Turn the rows below into a numbered list, skipping blank lines and dropping the picture lines.

^^^^

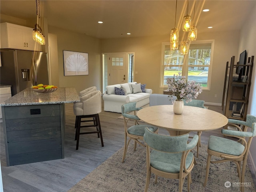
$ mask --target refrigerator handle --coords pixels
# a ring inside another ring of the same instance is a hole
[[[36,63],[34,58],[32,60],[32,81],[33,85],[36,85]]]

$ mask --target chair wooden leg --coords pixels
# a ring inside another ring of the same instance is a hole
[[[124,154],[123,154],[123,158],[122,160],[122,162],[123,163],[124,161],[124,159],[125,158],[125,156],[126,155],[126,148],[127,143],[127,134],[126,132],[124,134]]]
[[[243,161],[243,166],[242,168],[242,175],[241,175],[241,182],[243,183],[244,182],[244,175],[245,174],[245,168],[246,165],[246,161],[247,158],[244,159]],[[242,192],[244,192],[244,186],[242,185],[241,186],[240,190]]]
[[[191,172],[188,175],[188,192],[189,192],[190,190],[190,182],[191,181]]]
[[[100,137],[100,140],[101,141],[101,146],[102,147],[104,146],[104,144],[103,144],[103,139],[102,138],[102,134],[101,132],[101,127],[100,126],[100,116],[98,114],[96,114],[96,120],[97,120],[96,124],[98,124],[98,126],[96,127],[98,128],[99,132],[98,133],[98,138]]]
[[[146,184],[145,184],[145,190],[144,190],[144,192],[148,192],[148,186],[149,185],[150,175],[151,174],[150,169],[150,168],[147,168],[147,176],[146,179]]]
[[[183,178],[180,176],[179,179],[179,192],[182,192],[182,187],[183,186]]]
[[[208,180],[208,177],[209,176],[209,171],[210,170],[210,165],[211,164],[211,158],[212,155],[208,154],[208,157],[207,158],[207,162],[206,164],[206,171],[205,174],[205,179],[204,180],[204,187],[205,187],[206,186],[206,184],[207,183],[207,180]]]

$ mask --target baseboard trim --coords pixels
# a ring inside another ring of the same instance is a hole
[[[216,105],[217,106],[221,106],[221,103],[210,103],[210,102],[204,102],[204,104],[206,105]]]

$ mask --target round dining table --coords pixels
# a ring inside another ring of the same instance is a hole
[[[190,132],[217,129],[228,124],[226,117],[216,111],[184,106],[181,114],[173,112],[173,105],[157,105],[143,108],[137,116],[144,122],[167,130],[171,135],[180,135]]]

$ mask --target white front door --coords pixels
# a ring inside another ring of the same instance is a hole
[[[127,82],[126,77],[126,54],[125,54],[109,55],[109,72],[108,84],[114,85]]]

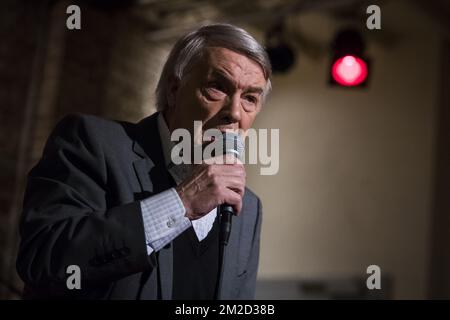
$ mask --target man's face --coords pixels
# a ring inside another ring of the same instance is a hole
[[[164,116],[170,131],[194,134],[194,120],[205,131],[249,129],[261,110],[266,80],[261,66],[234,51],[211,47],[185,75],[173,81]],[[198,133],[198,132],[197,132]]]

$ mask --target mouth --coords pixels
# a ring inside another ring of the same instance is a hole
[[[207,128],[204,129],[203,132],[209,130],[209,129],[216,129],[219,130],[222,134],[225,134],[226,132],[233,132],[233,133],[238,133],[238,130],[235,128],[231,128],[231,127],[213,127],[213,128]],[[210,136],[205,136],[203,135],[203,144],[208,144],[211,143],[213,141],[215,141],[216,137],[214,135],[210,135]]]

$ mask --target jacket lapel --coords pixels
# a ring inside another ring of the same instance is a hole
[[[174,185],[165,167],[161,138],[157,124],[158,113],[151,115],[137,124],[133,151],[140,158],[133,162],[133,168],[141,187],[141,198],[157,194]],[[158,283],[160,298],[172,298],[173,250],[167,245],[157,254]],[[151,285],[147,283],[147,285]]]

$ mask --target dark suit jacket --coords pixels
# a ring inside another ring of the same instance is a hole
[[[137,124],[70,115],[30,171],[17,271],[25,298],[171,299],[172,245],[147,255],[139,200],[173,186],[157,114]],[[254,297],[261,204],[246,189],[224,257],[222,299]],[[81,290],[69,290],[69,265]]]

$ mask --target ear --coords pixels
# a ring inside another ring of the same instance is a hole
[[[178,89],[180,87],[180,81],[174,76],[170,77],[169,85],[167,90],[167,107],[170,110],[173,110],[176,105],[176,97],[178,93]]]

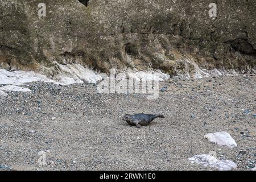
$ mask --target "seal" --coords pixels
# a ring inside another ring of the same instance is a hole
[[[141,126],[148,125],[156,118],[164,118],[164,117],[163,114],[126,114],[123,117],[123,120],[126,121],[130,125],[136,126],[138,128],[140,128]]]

^^^^

### Full output
1. $ mask --target refrigerator handle --coords pixels
2. # a ring inside another ring of the same instance is a hole
3. [[[36,63],[34,58],[32,60],[32,81],[33,85],[36,85]]]
4. $ mask --target chair wooden leg --coords pixels
5. # a ring inside another ring of the same instance is a hole
6. [[[124,154],[123,154],[123,158],[122,160],[122,162],[123,163],[124,161],[124,159],[125,158],[125,156],[126,155],[126,148],[127,143],[127,134],[126,132],[124,134]]]
7. [[[243,161],[243,166],[242,168],[242,175],[241,175],[241,182],[243,183],[244,182],[244,175],[245,174],[245,168],[246,165],[246,161],[247,158],[244,159]],[[242,192],[244,192],[244,186],[242,185],[241,186],[240,190]]]
8. [[[191,172],[188,175],[188,192],[189,192],[190,190],[190,182],[191,181]]]
9. [[[100,137],[100,140],[101,141],[101,146],[102,147],[104,146],[104,144],[103,144],[103,139],[102,138],[102,134],[101,132],[101,127],[100,126],[100,116],[98,114],[96,114],[96,120],[97,120],[96,124],[98,124],[98,126],[96,127],[98,128],[99,132],[98,133],[98,138]]]
10. [[[146,184],[145,184],[145,190],[144,190],[144,192],[148,192],[148,186],[149,185],[150,175],[151,174],[150,169],[150,168],[147,168],[147,176],[146,179]]]
11. [[[183,178],[180,176],[179,179],[179,192],[182,192],[182,187],[183,186]]]
12. [[[208,180],[208,177],[209,176],[209,171],[210,170],[210,165],[211,164],[211,158],[212,155],[208,154],[208,157],[207,158],[207,162],[206,164],[206,171],[205,174],[205,179],[204,180],[204,187],[205,187],[206,186],[206,184],[207,183],[207,180]]]
13. $ mask --target baseboard trim --coords pixels
14. # a ring inside another ring of the same instance is a hole
15. [[[216,105],[217,106],[221,106],[221,103],[210,103],[210,102],[204,102],[204,104],[206,105]]]
16. $ mask --target round dining table --coords pixels
17. # a ring inside another ring of the same instance is a hole
18. [[[190,132],[217,129],[228,124],[226,117],[216,111],[184,106],[181,114],[173,112],[173,105],[157,105],[143,108],[137,116],[144,122],[167,130],[171,135],[180,135]]]
19. $ mask --target white front door --coords pixels
20. # a ring inside another ring of the same instance is a hole
21. [[[127,82],[126,77],[126,54],[125,54],[109,55],[109,72],[108,84],[114,85]]]
22. $ mask --target man's face --coords pixels
23. # a ring inside another ring of the same instance is a hole
24. [[[164,116],[170,131],[194,134],[194,120],[205,131],[249,129],[261,110],[266,80],[261,66],[234,51],[211,47],[185,75],[173,81]],[[198,133],[198,132],[197,132]]]
25. $ mask --target mouth --coords pixels
26. # a ring inside another ring of the same instance is a hole
27. [[[207,128],[204,129],[203,132],[209,130],[209,129],[216,129],[219,130],[222,134],[225,134],[226,132],[233,132],[233,133],[238,133],[238,130],[235,128],[231,128],[231,127],[213,127],[213,128]],[[210,136],[205,136],[203,135],[203,144],[208,144],[211,143],[213,141],[215,141],[216,137],[214,135],[210,135]]]
28. $ mask --target jacket lapel --coords pixels
29. # a ring inside another ring of the same instance is a hole
30. [[[174,185],[165,167],[161,138],[157,124],[158,113],[151,115],[137,124],[133,151],[140,158],[133,162],[133,168],[141,187],[141,198],[157,194]],[[158,283],[160,298],[172,298],[173,250],[167,245],[157,254]],[[151,285],[147,283],[147,285]]]
31. $ mask --target dark suit jacket --coords pixels
32. # a ring inside another ring of the same instance is a hole
33. [[[137,124],[70,115],[30,171],[17,271],[25,298],[171,299],[172,245],[147,255],[139,200],[173,186],[157,114]],[[254,297],[261,204],[246,189],[224,257],[222,299]],[[81,290],[69,290],[69,265]]]
34. $ mask --target ear --coords pixels
35. # a ring inside another ring of the same instance is a hole
36. [[[178,89],[180,87],[180,81],[174,76],[170,77],[169,85],[167,90],[167,107],[170,110],[173,110],[176,105],[176,97],[178,93]]]
37. $ mask --target "seal" --coords pixels
38. # a ring inside another ring of the same instance is a hole
39. [[[141,126],[148,125],[156,118],[164,118],[164,117],[163,114],[126,114],[123,117],[123,120],[126,121],[130,125],[136,126],[138,128],[140,128]]]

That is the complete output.